> [Directions for this task] Copy the data below word for word, keeping every line in its original order.

-------- Rows

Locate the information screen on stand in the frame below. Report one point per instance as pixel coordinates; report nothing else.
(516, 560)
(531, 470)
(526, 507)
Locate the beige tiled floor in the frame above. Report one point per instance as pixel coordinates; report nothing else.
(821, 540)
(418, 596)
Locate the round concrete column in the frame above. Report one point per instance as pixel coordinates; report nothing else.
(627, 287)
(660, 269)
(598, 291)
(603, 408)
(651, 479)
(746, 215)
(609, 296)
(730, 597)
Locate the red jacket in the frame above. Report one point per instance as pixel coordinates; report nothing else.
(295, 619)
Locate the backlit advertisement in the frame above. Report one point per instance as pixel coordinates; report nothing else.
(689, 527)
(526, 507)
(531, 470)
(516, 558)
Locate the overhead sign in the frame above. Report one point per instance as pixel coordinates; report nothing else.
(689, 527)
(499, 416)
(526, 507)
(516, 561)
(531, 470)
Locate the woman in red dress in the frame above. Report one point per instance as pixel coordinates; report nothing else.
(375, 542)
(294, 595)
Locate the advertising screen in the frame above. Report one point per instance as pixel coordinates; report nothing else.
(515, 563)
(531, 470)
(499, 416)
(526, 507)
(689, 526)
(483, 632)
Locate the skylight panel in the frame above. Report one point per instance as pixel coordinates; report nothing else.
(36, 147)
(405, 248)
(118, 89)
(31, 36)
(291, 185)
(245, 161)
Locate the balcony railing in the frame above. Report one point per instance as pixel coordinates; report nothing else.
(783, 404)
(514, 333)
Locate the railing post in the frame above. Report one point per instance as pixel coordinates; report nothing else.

----------------

> [Answer to the problem]
Locate the information screen on stand in the frame below. Report one point per instance as pixel coordinates; report nothing else.
(516, 560)
(531, 470)
(526, 507)
Locate the beige tiled floor in the frame above. Report one point per instance as pixel coordinates; report nothing else.
(821, 540)
(418, 596)
Locate the round concrete column in the frame above. Report one point per instance as pixel coordinates; report nothing else.
(627, 287)
(660, 269)
(598, 291)
(603, 408)
(651, 479)
(746, 215)
(609, 296)
(730, 597)
Locate the red jacket in the frame above. Report one point per instance as pixel coordinates; report nothing else.
(295, 619)
Locate the backlit advertisement in the frame above. Report one point per instance as pixel coordinates; report nothing else.
(689, 527)
(526, 507)
(531, 470)
(516, 558)
Locate the overhead sign in the frame above. Report one point per instance as pixel coordinates; report nothing else.
(689, 527)
(499, 416)
(526, 507)
(516, 561)
(531, 470)
Locate the woman in red dress in the frame above. Report one point per instance as pixel coordinates; report nothing else.
(375, 542)
(294, 595)
Locate the advertising screen in the frame above. Report one point per instance as pixel coordinates; report nothing else.
(515, 563)
(531, 470)
(499, 416)
(526, 507)
(689, 526)
(483, 632)
Locate the skylight panel in the frame above. Report one point per instance as pixel coordinates; report nothing else.
(36, 147)
(405, 248)
(118, 89)
(31, 36)
(291, 185)
(245, 161)
Locate the balcony railing in the frame above. Report one point per instance as pixel coordinates; report nothing else.
(783, 404)
(514, 333)
Locate the railing post in the frame above. Report one point per instance as pixel coordinates; report nothing else.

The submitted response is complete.